In the entries below, pick out every line that contains the word "windshield" and copy each one.

##### Material provided #####

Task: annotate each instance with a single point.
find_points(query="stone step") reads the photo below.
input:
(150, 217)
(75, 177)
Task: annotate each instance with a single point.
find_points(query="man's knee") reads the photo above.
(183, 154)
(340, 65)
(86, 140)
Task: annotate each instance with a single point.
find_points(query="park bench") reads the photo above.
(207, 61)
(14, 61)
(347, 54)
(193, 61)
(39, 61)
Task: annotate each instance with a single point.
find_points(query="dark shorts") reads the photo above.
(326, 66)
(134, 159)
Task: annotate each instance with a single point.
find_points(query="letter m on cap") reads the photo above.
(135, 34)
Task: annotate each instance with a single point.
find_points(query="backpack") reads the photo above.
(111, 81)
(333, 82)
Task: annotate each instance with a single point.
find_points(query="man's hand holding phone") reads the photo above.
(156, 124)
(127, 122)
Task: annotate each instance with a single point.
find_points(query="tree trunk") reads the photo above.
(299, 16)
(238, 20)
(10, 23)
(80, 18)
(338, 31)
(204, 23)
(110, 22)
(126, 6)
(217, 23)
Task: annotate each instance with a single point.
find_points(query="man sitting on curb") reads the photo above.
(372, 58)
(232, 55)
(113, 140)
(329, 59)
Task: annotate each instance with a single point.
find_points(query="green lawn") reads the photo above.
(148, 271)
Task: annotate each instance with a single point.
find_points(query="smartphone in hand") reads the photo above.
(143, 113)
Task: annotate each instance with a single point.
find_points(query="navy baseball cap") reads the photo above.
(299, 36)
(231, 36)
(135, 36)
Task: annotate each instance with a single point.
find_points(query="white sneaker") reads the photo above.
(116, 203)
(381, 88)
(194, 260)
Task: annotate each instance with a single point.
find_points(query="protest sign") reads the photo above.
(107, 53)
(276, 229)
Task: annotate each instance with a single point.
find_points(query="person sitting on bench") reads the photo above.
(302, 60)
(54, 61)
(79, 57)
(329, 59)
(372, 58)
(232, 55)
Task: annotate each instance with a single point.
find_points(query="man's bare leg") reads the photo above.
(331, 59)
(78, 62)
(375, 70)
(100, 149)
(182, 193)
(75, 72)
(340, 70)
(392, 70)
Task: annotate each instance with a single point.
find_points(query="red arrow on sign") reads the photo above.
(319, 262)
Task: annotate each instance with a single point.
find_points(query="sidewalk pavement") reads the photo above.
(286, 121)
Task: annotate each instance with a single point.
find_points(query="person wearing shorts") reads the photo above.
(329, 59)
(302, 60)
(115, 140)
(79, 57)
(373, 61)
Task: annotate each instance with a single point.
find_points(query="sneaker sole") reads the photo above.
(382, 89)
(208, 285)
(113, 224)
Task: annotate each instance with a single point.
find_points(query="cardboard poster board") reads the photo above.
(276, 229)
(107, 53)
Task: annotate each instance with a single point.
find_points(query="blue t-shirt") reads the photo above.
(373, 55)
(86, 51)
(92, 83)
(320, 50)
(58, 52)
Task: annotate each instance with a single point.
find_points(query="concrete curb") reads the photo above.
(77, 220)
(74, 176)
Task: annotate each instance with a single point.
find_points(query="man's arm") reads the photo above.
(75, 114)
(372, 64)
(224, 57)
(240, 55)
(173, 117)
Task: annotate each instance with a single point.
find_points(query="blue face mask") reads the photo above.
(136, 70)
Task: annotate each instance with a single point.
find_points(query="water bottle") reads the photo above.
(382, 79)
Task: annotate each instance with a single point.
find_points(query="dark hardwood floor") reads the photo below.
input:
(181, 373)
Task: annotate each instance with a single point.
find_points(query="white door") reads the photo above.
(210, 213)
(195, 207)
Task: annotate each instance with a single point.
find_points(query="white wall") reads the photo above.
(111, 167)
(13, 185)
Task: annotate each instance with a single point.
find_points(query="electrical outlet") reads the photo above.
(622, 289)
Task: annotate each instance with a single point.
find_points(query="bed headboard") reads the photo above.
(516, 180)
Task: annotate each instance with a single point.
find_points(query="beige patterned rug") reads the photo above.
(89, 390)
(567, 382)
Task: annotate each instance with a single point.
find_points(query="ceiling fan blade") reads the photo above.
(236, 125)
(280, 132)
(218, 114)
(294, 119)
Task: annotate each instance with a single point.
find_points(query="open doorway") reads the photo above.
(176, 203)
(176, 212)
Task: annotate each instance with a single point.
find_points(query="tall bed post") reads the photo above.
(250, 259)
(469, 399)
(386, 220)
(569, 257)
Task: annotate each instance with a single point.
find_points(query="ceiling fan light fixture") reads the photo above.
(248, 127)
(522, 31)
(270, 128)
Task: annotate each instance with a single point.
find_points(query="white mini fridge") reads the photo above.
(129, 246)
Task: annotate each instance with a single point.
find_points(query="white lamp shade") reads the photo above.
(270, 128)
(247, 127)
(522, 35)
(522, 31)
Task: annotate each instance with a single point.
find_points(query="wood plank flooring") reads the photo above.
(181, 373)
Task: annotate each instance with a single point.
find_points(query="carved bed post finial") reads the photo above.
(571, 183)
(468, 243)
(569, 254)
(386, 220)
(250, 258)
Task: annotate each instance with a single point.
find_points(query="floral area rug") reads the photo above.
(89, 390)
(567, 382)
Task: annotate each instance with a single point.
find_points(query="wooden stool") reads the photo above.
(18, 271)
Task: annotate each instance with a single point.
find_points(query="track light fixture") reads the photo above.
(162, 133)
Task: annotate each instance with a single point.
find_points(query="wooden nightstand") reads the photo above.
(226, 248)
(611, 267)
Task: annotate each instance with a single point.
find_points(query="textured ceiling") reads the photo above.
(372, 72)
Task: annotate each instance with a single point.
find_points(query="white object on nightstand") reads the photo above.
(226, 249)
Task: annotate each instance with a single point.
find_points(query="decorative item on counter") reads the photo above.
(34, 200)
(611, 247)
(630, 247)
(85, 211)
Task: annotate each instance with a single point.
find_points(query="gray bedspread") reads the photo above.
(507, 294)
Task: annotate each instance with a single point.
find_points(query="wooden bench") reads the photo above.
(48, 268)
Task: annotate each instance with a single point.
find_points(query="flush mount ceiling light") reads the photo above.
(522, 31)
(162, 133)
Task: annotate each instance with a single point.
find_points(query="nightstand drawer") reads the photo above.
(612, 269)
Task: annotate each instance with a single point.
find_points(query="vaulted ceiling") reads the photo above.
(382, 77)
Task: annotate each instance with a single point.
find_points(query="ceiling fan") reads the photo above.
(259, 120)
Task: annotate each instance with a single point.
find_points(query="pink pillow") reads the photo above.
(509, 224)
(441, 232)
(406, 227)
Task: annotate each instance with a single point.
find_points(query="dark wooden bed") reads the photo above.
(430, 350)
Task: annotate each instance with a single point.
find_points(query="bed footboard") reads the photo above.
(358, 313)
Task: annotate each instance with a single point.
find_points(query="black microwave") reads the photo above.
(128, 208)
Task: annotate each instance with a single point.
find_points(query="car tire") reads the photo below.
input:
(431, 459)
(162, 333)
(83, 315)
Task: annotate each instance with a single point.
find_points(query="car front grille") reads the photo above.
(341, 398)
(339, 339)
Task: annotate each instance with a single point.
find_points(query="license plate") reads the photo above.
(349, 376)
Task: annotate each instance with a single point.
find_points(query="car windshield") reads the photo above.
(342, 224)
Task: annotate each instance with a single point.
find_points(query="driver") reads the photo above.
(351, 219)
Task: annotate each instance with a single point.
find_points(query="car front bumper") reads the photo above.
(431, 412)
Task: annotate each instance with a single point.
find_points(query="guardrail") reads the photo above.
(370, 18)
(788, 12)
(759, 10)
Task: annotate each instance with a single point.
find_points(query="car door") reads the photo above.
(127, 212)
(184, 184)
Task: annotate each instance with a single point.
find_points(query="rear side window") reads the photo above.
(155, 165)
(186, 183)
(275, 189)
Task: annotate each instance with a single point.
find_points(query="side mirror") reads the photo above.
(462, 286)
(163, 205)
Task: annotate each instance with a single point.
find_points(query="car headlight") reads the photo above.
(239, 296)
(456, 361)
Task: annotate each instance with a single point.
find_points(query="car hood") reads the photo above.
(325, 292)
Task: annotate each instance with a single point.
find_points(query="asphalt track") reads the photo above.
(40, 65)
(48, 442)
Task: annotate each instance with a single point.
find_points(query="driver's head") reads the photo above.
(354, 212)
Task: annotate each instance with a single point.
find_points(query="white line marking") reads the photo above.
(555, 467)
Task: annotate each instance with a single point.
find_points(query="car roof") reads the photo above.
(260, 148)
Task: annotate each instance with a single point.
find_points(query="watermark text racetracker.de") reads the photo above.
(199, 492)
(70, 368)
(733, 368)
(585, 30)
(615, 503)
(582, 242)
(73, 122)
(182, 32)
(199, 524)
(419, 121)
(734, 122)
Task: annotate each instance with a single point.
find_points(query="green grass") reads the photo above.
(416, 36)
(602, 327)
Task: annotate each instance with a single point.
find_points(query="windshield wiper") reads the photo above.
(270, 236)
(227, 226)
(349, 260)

#####

Complete answer
find_points(query="car windshield") reads the photo above.
find_points(query="windshield wiper") reads the photo above.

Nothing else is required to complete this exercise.